- **Records to use**
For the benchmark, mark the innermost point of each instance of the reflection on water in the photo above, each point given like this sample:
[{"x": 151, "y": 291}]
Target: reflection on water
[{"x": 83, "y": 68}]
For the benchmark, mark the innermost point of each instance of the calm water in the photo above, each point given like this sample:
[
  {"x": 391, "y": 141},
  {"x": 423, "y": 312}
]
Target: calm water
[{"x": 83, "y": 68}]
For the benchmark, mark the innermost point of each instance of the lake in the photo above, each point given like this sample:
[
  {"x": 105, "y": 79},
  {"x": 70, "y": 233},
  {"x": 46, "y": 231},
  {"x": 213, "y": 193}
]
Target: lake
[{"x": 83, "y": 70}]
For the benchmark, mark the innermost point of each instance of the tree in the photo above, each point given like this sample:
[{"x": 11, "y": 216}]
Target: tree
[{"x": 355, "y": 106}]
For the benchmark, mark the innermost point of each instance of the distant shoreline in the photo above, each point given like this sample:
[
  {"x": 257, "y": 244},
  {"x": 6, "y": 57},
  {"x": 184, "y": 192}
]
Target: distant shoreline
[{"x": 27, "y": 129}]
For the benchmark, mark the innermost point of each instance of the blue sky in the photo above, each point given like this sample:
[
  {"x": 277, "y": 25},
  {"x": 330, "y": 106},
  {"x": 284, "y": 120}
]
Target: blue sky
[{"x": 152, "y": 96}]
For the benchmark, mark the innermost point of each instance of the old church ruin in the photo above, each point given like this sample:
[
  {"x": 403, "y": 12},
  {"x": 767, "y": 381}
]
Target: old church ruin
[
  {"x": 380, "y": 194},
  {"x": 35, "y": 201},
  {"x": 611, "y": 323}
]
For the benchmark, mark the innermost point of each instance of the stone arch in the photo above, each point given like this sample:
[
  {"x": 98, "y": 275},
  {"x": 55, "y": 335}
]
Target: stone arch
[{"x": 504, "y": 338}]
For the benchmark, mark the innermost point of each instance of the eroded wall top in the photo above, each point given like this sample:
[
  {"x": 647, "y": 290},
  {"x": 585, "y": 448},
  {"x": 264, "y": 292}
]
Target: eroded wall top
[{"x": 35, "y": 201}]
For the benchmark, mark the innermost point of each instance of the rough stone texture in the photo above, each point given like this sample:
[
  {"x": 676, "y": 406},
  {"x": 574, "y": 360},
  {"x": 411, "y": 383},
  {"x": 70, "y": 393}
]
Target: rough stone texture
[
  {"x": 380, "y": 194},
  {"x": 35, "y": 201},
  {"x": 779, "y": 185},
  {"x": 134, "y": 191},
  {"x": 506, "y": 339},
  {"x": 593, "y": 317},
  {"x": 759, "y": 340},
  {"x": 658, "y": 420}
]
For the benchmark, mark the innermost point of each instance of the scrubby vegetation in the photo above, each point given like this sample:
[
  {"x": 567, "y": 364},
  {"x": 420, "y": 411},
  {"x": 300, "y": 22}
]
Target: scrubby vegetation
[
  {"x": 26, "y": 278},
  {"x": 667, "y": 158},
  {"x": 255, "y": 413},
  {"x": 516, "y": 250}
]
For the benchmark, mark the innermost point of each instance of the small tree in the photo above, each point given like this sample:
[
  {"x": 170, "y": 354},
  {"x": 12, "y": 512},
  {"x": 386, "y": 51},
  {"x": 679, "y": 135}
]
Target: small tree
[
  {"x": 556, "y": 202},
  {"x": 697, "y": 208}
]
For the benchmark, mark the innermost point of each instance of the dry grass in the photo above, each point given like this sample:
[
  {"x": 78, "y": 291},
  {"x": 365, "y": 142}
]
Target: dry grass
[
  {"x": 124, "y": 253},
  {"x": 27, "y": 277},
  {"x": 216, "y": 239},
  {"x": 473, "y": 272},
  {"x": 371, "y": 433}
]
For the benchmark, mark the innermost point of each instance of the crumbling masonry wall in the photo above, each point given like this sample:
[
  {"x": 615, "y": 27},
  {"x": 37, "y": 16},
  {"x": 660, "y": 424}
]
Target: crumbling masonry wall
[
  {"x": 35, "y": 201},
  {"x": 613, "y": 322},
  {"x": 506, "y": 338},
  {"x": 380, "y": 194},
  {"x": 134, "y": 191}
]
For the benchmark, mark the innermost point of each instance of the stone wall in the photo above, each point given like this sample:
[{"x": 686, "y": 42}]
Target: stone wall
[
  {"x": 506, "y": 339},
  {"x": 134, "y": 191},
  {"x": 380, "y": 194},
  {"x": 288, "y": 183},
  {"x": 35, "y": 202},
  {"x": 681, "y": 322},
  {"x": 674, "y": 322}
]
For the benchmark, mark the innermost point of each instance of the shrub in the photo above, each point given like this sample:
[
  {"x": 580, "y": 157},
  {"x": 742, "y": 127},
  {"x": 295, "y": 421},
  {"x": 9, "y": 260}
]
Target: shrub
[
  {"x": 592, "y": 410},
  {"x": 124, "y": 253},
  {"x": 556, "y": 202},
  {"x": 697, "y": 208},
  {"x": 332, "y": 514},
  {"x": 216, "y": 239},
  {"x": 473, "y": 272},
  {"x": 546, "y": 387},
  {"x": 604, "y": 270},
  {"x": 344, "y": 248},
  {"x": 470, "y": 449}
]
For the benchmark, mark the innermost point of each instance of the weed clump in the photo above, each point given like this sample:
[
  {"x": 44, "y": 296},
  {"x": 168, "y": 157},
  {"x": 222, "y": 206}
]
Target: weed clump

- **Brief**
Rewrite the data above as a Markdown table with two columns, Row and Line. Put a running row number under Row and one line of the data under Line, and leave out any blank lines.

- **Exercise solution**
| Row | Line |
|---|---|
| 1 | For the benchmark, mark the innermost point of each instance of the reflection on water in the photo above, each point given like this sample: |
| 2 | [{"x": 151, "y": 291}] |
| 3 | Target: reflection on water |
| 4 | [{"x": 83, "y": 68}] |
| 5 | For the benchmark, mark the innermost point of each instance of the calm water in the photo above, each point given like this sample: |
| 6 | [ |
| 7 |   {"x": 391, "y": 141}, |
| 8 |   {"x": 423, "y": 312} |
| 9 | ] |
| 10 | Target: calm water |
| 11 | [{"x": 83, "y": 68}] |
| 12 | For the benchmark, mark the innermost point of each instance of the lake in the photo above, each point given like this sample: |
| 13 | [ |
| 14 |   {"x": 105, "y": 79}, |
| 15 |   {"x": 70, "y": 233}, |
| 16 |   {"x": 46, "y": 231}, |
| 17 |   {"x": 213, "y": 193} |
| 18 | ] |
| 19 | Target: lake |
| 20 | [{"x": 83, "y": 70}] |
| 21 | For the benchmark, mark the innermost point of each instance of the tree in the photo above, each point given like this sample: |
| 22 | [{"x": 11, "y": 216}] |
| 23 | Target: tree |
| 24 | [{"x": 355, "y": 106}] |
| 25 | For the benchmark, mark the innermost point of each instance of the distant shoreline in the photo above, each point given like this sample: |
| 26 | [ |
| 27 |   {"x": 257, "y": 244}, |
| 28 |   {"x": 6, "y": 57}, |
| 29 |   {"x": 184, "y": 192} |
| 30 | ] |
| 31 | Target: distant shoreline |
| 32 | [{"x": 27, "y": 129}] |
| 33 | For the benchmark, mark the innermost point of each instance of the blue sky in the photo above, each point given like this sample: |
| 34 | [ |
| 35 |   {"x": 277, "y": 25}, |
| 36 |   {"x": 330, "y": 106}, |
| 37 |   {"x": 284, "y": 120} |
| 38 | ] |
| 39 | Target: blue sky |
| 40 | [{"x": 152, "y": 96}] |
| 41 | For the benchmark, mark the innermost point of each instance of the old church ruin in the photo above, each point given like this sample: |
| 42 | [ |
| 43 |   {"x": 403, "y": 12}, |
| 44 |   {"x": 767, "y": 381} |
| 45 | ] |
| 46 | Target: old church ruin |
| 47 | [ |
| 48 |   {"x": 380, "y": 194}, |
| 49 |   {"x": 35, "y": 201}, |
| 50 |   {"x": 611, "y": 323} |
| 51 | ] |
| 52 | For the benchmark, mark the innermost point of each instance of the stone arch in the photo above, each point given like this sample: |
| 53 | [ |
| 54 |   {"x": 98, "y": 275}, |
| 55 |   {"x": 55, "y": 335} |
| 56 | ] |
| 57 | Target: stone arch |
| 58 | [{"x": 504, "y": 338}] |
| 59 | For the benchmark, mark the innermost point of each instance of the eroded wall top in the photo above, each point given like this sample: |
| 60 | [ |
| 61 |   {"x": 647, "y": 290}, |
| 62 |   {"x": 585, "y": 448}, |
| 63 |   {"x": 264, "y": 292} |
| 64 | ] |
| 65 | Target: eroded wall top |
| 66 | [{"x": 35, "y": 201}] |
| 67 | For the benchmark, mark the innermost point of each instance of the rough stone texture in the photo above, each point given like this sample: |
| 68 | [ |
| 69 |   {"x": 676, "y": 406}, |
| 70 |   {"x": 574, "y": 360}, |
| 71 |   {"x": 411, "y": 383}, |
| 72 |   {"x": 70, "y": 393} |
| 73 | ] |
| 74 | Target: rough stone texture |
| 75 | [ |
| 76 |   {"x": 380, "y": 194}, |
| 77 |   {"x": 35, "y": 201}, |
| 78 |   {"x": 779, "y": 185}, |
| 79 |   {"x": 134, "y": 191}, |
| 80 |   {"x": 506, "y": 339}, |
| 81 |   {"x": 593, "y": 317}, |
| 82 |   {"x": 759, "y": 340}, |
| 83 |   {"x": 658, "y": 420} |
| 84 | ] |
| 85 | For the benchmark, mark the innermost point of each instance of the scrubby vegetation in the photo above, each point given like this sample: |
| 86 | [ |
| 87 |   {"x": 567, "y": 364}, |
| 88 |   {"x": 420, "y": 411}, |
| 89 |   {"x": 300, "y": 22} |
| 90 | ] |
| 91 | Target: scrubby vegetation |
| 92 | [ |
| 93 |   {"x": 26, "y": 278}, |
| 94 |   {"x": 667, "y": 158}, |
| 95 |   {"x": 255, "y": 413}, |
| 96 |   {"x": 516, "y": 250} |
| 97 | ] |
| 98 | For the benchmark, mark the innermost point of each instance of the small tree in the photo above, each point given like this sample: |
| 99 | [ |
| 100 |   {"x": 170, "y": 354}, |
| 101 |   {"x": 12, "y": 512}, |
| 102 |   {"x": 386, "y": 51}, |
| 103 |   {"x": 679, "y": 135} |
| 104 | ] |
| 105 | Target: small tree |
| 106 | [ |
| 107 |   {"x": 556, "y": 202}, |
| 108 |   {"x": 697, "y": 208} |
| 109 | ] |
| 110 | For the benchmark, mark the innermost point of each instance of the dry grass in the photo above, each point given like this sample: |
| 111 | [ |
| 112 |   {"x": 78, "y": 291}, |
| 113 |   {"x": 365, "y": 142} |
| 114 | ] |
| 115 | Target: dry grass |
| 116 | [ |
| 117 |   {"x": 124, "y": 253}, |
| 118 |   {"x": 27, "y": 277}, |
| 119 |   {"x": 216, "y": 239}, |
| 120 |   {"x": 473, "y": 272}, |
| 121 |   {"x": 371, "y": 433} |
| 122 | ] |
| 123 | For the benchmark, mark the innermost point of each instance of the crumbling masonry wall in the photo above, each point given like this sample: |
| 124 | [ |
| 125 |   {"x": 615, "y": 27}, |
| 126 |   {"x": 37, "y": 16}, |
| 127 |   {"x": 660, "y": 424} |
| 128 | ] |
| 129 | Target: crumbling masonry wall |
| 130 | [ |
| 131 |   {"x": 35, "y": 201}, |
| 132 |   {"x": 613, "y": 322}, |
| 133 |   {"x": 506, "y": 338}, |
| 134 |   {"x": 380, "y": 194}, |
| 135 |   {"x": 134, "y": 191} |
| 136 | ] |
| 137 | For the benchmark, mark the innermost point of each instance of the stone wall in the photo above, each point given like this sample: |
| 138 | [{"x": 686, "y": 42}] |
| 139 | Target: stone wall |
| 140 | [ |
| 141 |   {"x": 506, "y": 339}, |
| 142 |   {"x": 134, "y": 191}, |
| 143 |   {"x": 380, "y": 194}, |
| 144 |   {"x": 288, "y": 183}, |
| 145 |   {"x": 35, "y": 202}, |
| 146 |   {"x": 681, "y": 322}, |
| 147 |   {"x": 674, "y": 322} |
| 148 | ] |
| 149 | For the benchmark, mark the innermost point of each instance of the shrub in the photo above, each point given like this sample: |
| 150 | [ |
| 151 |   {"x": 580, "y": 157}, |
| 152 |   {"x": 742, "y": 127}, |
| 153 |   {"x": 295, "y": 421}, |
| 154 |   {"x": 9, "y": 260} |
| 155 | ] |
| 156 | Target: shrub |
| 157 | [ |
| 158 |   {"x": 592, "y": 410}, |
| 159 |   {"x": 124, "y": 253}, |
| 160 |   {"x": 556, "y": 202}, |
| 161 |   {"x": 697, "y": 208}, |
| 162 |   {"x": 332, "y": 514}, |
| 163 |   {"x": 216, "y": 239}, |
| 164 |   {"x": 473, "y": 272}, |
| 165 |   {"x": 546, "y": 387}, |
| 166 |   {"x": 604, "y": 270}, |
| 167 |   {"x": 344, "y": 248}, |
| 168 |   {"x": 470, "y": 449} |
| 169 | ] |
| 170 | For the benchmark, mark the innermost point of each instance of the weed clump in the photo above, each point given like this sample: |
| 171 | [ |
| 172 |   {"x": 44, "y": 296}, |
| 173 |   {"x": 168, "y": 157}, |
| 174 |   {"x": 222, "y": 206} |
| 175 | ] |
| 176 | Target: weed clump |